Segment Open

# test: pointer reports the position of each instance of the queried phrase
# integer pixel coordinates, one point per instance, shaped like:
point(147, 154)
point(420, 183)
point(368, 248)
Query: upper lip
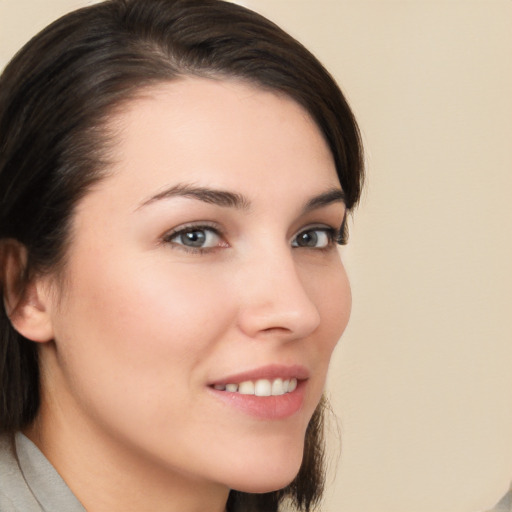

Segment Closed

_Directions_: Copy all of the listing word for word, minus the images.

_Output for this task_:
# test: pointer reports the position of each instance of the queried phrase
# integer pixel coordinates, one point per instance, shaped like:
point(147, 154)
point(420, 183)
point(368, 248)
Query: upper lip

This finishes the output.